• [YOUR OBJECTIVE] Write the entries out exactly. Any images they hold stay out of the copy.

• [EXERCISE DATA]
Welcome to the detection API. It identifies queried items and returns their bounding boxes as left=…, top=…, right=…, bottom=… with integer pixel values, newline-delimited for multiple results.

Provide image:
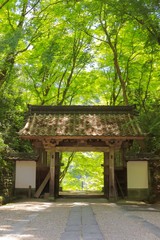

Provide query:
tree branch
left=59, top=152, right=75, bottom=184
left=0, top=0, right=10, bottom=9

• [EXERCISE ANSWER]
Welcome to the detection API. It identifies queried items and returns their bounding boxes as left=…, top=…, right=…, bottom=… with integer pixel values, newline-delimited for multiple results.

Provide image:

Provide query:
tree branch
left=59, top=152, right=75, bottom=184
left=0, top=0, right=10, bottom=9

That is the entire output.